◆ **Page text**
============================================================

Solar cycle 24 was the weakest sunspot cycle with the fewest sunspots since cycle 14 peaked in February 1906. Solar cycle 24 continued a recent trend of weakening solar cycles which began with solar cycle 21 that peaked around 1980. The sun is blank again today for the 200th day this year and the last time the sun was this spotless in a given year on a percentage basis was 2009 during the last solar minimum when 71% of the days were without visible sunspots.  That last solar minimum actually reached a nadir in 2008 when an astounding 73% of the year featured a spotless sun – the most spotless days in a given year since 1913 – and this year has a chance to match or exceed that quietest of years in more than a century.

Low solar activity years are well correlated with abnormally high geopotential height anomalies at 500 millibars over high-latitude regions such as Greenland and Iceland (shown in red, orange, yellow); data courtesy NOAA/NCAR

Low solar activity and “high-latitude blocking”

As any snow lover and weather enthusiast knows living in the I-95 corridor, it takes many ingredients to fall into place for a snowstorm to actually take place; especially, in the urban areas of DC, Philly, New York City and Boston. One requirement for accumulating snow is, of course, cold air near or below freezing, but it can be a little more complicated than that. It is one thing to have cold air around at the beginning of a potential storm, but the best chance for significant snow comes when there is sustained cold air; otherwise, you could end up with a snow-changing-to-rain type of event; especially, in the big cities and areas closer to the coast. One of the ways to sustain a cold air mass in the Mid-Atlantic/NE US is to have “high-latitude blocking” and that type of weather phenomenon is well correlated with low solar activity.

“High-latitude blocking” during the winter season is characterized by persistent high pressure in northern latitude areas such as Greenland, northeastern Canada, and Iceland. If you look back at years with low solar activity, the upper-level geopotential height anomaly pattern is dominated by high pressure over these high-latitude regions during the winter season (December-to-February). Without this type of blocking pattern in the upper atmosphere, it is more difficult to get sustained cold air masses in the eastern US during the winter season.

In addition to the increased chance of sustained cold air during low solar activity years, “high-latitude blocking” in the upper atmosphere tends to slow down the movement and departure of storms along the Mid-Atlantic/NE US coastlines and this too increases the chances for significant snowfall as long as there is entrenched cold air. In fact, some of the greatest snowstorms in the Mid-Atlantic/NE US regions took place in low solar activity winters including, for example, those in February 2010, December 2009, and January 1996. There are, of course, other important factors in addition to solar activity to consider in the prediction of accumulating snow along the I-95 corridor including sea surface temperatures in the western Atlantic and the positioning of polar and sub-tropical jet streaks. The 2019-2020 “Winter Outlook” by Perspecta Weather will be released shortly and low solar activity will certainly be one key factor among several.

============================================================

◆ **Dataset records**
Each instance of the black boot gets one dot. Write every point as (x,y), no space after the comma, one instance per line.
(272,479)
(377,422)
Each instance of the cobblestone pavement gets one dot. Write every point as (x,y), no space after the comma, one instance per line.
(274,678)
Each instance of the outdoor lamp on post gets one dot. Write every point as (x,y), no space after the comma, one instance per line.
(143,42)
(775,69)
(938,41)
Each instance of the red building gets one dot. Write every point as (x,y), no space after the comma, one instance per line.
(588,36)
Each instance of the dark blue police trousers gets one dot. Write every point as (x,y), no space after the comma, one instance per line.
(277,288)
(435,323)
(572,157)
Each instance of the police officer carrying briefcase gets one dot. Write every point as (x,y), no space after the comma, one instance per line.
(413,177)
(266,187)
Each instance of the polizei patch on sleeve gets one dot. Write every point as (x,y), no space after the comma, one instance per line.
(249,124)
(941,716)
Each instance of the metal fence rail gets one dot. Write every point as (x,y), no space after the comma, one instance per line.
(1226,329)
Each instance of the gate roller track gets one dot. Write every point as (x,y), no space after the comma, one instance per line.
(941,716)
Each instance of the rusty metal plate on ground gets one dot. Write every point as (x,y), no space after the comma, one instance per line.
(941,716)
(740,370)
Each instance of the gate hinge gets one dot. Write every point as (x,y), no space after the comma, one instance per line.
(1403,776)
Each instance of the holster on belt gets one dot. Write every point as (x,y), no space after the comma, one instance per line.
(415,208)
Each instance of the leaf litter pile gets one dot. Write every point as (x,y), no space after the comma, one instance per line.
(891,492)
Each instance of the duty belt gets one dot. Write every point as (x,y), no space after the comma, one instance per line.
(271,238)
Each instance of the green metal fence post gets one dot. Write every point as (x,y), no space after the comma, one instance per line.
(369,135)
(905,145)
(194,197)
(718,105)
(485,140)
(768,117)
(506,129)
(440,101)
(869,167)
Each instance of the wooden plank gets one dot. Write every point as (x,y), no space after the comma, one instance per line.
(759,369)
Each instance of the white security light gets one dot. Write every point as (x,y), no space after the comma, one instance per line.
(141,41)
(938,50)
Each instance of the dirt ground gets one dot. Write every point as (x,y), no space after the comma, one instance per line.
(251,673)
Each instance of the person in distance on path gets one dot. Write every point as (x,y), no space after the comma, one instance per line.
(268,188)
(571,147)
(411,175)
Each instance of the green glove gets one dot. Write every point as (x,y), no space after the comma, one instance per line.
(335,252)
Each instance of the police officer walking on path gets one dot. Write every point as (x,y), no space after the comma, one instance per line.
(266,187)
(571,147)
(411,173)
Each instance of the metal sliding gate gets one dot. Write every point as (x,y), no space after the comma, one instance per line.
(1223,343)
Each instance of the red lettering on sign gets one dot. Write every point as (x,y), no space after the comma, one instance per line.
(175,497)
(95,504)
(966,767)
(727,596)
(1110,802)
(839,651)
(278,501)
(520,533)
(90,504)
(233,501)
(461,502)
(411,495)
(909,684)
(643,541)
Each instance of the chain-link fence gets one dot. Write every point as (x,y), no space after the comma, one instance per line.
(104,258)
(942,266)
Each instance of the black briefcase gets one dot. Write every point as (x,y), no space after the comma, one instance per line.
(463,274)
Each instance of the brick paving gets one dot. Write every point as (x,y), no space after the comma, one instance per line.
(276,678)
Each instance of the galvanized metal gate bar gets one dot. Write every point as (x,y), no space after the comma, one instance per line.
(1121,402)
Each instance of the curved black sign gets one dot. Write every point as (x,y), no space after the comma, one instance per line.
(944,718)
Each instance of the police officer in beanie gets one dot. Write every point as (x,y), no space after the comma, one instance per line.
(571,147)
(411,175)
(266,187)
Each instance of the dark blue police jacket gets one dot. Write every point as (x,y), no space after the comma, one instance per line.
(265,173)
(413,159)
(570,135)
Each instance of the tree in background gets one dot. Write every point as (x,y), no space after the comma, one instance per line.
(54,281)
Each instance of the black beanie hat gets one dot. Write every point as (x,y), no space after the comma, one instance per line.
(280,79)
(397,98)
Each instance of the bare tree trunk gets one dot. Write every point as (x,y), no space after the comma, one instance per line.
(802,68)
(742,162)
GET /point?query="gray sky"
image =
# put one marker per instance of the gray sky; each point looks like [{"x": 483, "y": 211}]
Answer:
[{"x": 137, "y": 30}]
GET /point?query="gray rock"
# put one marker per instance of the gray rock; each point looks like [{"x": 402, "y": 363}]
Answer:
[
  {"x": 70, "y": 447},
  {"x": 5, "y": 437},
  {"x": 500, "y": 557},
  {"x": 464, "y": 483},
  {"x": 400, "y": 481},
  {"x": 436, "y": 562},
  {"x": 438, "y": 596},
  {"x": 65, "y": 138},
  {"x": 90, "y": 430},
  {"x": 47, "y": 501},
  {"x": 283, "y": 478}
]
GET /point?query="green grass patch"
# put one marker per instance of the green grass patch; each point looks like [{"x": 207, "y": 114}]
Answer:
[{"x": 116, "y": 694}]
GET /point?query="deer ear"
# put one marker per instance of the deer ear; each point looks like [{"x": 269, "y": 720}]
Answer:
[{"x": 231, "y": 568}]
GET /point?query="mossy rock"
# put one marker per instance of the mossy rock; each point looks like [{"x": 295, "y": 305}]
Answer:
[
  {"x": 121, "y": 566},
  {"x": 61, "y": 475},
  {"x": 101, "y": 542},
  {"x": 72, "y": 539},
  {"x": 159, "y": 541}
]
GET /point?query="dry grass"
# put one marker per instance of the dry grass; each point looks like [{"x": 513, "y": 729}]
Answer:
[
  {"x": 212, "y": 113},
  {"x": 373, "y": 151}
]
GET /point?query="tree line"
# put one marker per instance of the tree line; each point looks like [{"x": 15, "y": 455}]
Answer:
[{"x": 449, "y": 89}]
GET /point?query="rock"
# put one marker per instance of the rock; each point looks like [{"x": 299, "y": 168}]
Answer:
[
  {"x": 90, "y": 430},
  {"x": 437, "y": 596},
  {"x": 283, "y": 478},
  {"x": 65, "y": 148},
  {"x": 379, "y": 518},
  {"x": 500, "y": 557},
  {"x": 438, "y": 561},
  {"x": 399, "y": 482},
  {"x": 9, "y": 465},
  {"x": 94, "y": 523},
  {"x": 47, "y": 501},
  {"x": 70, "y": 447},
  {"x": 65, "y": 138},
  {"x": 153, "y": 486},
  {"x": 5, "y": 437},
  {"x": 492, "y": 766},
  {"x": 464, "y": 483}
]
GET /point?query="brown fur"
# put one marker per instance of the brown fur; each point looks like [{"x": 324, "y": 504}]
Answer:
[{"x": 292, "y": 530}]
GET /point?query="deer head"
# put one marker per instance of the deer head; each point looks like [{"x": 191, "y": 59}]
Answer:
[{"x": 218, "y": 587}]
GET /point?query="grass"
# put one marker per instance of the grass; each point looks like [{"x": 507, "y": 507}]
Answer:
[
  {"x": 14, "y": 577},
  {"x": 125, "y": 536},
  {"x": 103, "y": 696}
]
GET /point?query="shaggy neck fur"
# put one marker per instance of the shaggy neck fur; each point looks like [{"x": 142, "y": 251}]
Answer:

============================================================

◆ **About this task**
Please rewrite the part of the solar cycle text starting at "Solar cycle 24 was" and ending at "than a century.", changing "solar minimum" to "solar low point".

◆ **Reply**
Solar cycle 24 was the weakest sunspot cycle with the fewest sunspots since cycle 14 peaked in February 1906. Solar cycle 24 continued a recent trend of weakening solar cycles which began with solar cycle 21 that peaked around 1980. The sun is blank again today for the 200th day this year and the last time the sun was this spotless in a given year on a percentage basis was 2009 during the last solar low point when 71% of the days were without visible sunspots.  That last solar low point actually reached a nadir in 2008 when an astounding 73% of the year featured a spotless sun – the most spotless days in a given year since 1913 – and this year has a chance to match or exceed that quietest of years in more than a century.